EXCERPTED DATA

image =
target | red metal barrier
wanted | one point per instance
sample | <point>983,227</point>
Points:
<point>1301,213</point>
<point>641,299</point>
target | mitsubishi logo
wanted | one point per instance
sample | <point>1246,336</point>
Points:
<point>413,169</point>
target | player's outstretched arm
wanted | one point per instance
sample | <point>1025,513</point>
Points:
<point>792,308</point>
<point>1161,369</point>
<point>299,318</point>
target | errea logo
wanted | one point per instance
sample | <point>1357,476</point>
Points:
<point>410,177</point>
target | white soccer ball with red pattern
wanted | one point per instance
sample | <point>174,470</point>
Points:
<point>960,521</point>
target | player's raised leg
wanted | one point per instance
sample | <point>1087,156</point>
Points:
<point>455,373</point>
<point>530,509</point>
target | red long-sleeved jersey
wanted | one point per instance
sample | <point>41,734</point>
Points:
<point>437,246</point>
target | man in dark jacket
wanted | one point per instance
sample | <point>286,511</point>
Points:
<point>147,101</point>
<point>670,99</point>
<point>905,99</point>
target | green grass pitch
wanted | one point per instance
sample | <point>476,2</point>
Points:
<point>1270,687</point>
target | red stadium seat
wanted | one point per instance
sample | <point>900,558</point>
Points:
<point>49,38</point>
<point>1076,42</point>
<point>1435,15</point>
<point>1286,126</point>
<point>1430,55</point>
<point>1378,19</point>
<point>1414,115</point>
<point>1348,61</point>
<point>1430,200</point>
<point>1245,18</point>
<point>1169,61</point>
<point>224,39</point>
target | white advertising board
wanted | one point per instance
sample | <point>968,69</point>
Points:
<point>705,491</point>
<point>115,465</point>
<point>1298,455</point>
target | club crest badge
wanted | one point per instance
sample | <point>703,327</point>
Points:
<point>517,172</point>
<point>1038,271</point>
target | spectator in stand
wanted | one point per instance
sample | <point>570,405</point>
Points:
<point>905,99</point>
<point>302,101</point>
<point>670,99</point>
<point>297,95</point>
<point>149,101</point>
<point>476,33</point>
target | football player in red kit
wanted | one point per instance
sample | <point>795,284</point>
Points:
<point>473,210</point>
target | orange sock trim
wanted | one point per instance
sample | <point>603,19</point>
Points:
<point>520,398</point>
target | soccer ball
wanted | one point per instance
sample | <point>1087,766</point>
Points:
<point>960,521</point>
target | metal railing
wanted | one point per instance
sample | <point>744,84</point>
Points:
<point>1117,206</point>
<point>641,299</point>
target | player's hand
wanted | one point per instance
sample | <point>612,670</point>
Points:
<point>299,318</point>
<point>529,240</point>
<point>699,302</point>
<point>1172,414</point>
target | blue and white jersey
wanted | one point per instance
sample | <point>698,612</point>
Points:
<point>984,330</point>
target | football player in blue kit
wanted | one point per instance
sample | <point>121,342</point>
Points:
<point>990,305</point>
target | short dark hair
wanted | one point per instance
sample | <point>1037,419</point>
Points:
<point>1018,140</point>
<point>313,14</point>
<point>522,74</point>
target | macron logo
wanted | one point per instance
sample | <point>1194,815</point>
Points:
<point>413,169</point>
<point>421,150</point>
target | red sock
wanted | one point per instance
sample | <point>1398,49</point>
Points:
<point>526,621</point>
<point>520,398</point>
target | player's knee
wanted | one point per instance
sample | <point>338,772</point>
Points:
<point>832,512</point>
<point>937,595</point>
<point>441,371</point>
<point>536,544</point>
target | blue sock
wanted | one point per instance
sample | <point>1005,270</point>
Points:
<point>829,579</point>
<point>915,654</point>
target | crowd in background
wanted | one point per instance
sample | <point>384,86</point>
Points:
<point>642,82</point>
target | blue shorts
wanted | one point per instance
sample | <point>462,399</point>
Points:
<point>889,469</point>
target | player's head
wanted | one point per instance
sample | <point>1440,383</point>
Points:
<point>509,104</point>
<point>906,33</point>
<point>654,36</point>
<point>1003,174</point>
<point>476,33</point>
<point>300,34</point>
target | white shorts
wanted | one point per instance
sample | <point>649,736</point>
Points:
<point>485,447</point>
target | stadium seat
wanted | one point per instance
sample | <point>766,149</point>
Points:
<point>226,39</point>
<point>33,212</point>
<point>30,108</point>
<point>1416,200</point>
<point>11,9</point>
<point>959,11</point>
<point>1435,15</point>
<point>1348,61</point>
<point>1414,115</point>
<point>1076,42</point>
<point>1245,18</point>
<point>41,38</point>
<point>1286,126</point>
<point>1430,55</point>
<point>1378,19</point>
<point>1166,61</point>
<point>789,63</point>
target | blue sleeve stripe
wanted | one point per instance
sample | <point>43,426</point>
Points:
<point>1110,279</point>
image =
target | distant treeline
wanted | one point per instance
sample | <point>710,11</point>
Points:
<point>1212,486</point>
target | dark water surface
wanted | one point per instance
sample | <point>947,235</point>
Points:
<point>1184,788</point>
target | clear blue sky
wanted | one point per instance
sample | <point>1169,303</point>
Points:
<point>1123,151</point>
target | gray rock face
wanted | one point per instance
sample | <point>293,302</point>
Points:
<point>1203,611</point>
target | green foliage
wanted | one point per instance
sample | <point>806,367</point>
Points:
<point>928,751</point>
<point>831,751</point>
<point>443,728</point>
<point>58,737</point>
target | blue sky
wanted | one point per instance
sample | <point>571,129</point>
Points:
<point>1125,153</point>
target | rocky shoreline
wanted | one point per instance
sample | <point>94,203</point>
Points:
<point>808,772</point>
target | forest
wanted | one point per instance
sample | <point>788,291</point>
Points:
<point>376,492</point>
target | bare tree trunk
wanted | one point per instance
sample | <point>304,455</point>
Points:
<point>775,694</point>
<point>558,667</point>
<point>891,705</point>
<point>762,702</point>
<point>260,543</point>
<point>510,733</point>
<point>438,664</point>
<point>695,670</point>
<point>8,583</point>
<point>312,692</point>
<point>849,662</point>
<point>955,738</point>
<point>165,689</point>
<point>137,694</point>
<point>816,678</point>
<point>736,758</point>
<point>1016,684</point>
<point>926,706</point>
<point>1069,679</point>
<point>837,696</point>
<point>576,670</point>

WORK TO DO
Repeat, with no changes, everything in the records from the line containing "target | red stadium seat" down to the line containing "<point>1038,271</point>", including both of those lines.

EXERCISE ANSWER
target | red stadium seat
wanted | one point per instance
sample | <point>900,558</point>
Points:
<point>49,38</point>
<point>1076,42</point>
<point>1435,15</point>
<point>1286,126</point>
<point>1430,55</point>
<point>1378,19</point>
<point>1414,115</point>
<point>1348,61</point>
<point>1430,200</point>
<point>1245,18</point>
<point>1169,61</point>
<point>224,39</point>
target | white advertising board
wanted | one point per instance
sample | <point>968,69</point>
Points:
<point>705,491</point>
<point>115,465</point>
<point>1298,455</point>
target | club crest badge
wanted | one point per instance
sample | <point>703,327</point>
Points:
<point>517,172</point>
<point>1038,271</point>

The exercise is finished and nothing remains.